=== BRIEF ===
Tally the lines of the records below that contain the string "person", treating uppercase and lowercase as distinct, and give only the number.

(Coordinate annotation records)
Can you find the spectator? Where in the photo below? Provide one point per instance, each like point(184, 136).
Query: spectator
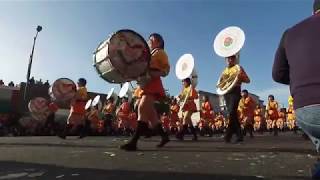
point(11, 84)
point(47, 83)
point(31, 81)
point(296, 64)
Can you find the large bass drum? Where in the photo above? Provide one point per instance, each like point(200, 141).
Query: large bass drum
point(39, 109)
point(123, 57)
point(62, 91)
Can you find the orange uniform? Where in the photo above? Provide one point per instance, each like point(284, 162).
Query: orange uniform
point(174, 110)
point(290, 112)
point(108, 108)
point(123, 115)
point(133, 118)
point(246, 108)
point(272, 110)
point(165, 122)
point(191, 95)
point(94, 119)
point(124, 110)
point(218, 123)
point(159, 61)
point(78, 105)
point(206, 110)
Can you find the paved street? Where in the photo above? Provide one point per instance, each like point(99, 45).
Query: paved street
point(287, 156)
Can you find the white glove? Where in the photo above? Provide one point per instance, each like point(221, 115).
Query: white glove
point(143, 80)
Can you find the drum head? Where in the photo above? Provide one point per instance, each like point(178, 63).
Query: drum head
point(185, 66)
point(123, 57)
point(39, 109)
point(88, 105)
point(96, 100)
point(124, 89)
point(110, 93)
point(62, 90)
point(229, 41)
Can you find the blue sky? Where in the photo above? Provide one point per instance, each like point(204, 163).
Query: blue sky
point(73, 29)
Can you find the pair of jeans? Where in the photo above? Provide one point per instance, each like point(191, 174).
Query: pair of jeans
point(308, 119)
point(232, 99)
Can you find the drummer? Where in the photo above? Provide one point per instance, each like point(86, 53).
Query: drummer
point(233, 97)
point(76, 119)
point(108, 111)
point(153, 90)
point(190, 94)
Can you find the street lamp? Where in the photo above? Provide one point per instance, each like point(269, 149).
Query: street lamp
point(39, 28)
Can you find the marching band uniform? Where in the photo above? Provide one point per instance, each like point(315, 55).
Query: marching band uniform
point(152, 88)
point(233, 97)
point(246, 108)
point(190, 94)
point(272, 113)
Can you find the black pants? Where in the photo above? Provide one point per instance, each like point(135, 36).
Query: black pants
point(108, 124)
point(232, 99)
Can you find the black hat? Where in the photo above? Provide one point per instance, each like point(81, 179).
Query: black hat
point(245, 91)
point(316, 5)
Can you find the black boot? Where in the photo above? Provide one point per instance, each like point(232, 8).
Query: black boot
point(275, 131)
point(132, 144)
point(82, 131)
point(194, 133)
point(148, 133)
point(180, 135)
point(164, 136)
point(64, 132)
point(228, 135)
point(251, 131)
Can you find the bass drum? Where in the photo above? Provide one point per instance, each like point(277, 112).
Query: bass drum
point(62, 91)
point(123, 57)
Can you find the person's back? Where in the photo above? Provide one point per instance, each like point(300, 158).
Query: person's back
point(297, 63)
point(301, 44)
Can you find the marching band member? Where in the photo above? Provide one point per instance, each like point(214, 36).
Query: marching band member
point(246, 108)
point(233, 97)
point(190, 94)
point(174, 118)
point(108, 112)
point(281, 119)
point(219, 122)
point(258, 118)
point(94, 119)
point(153, 90)
point(123, 116)
point(272, 113)
point(206, 115)
point(76, 117)
point(165, 122)
point(291, 115)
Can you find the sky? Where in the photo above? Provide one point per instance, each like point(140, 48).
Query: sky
point(73, 29)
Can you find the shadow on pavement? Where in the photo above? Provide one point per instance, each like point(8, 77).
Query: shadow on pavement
point(21, 171)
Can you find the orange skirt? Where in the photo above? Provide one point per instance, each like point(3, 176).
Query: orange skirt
point(154, 88)
point(78, 107)
point(190, 106)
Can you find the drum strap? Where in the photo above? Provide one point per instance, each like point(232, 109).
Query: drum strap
point(154, 50)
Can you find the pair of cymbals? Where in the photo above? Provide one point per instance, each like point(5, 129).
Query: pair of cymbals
point(94, 102)
point(123, 91)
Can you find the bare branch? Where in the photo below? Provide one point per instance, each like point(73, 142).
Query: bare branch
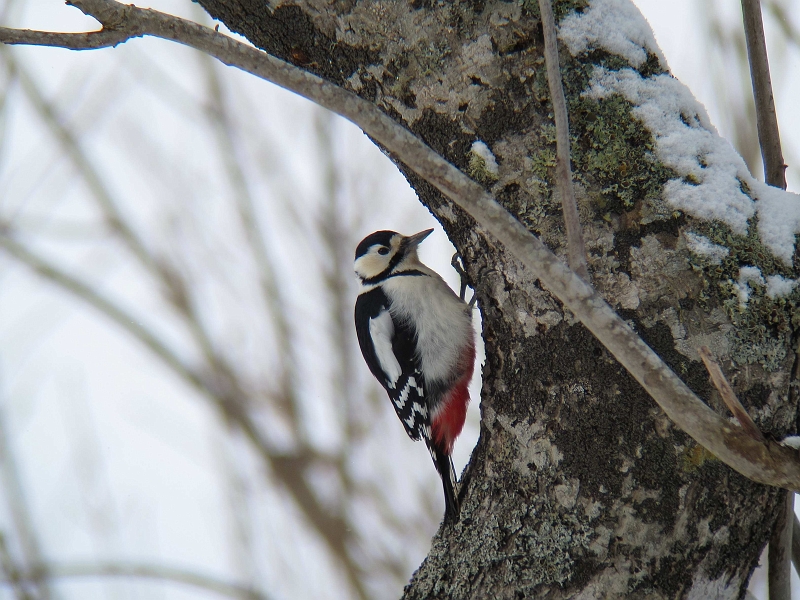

=== FULL ANSWER ===
2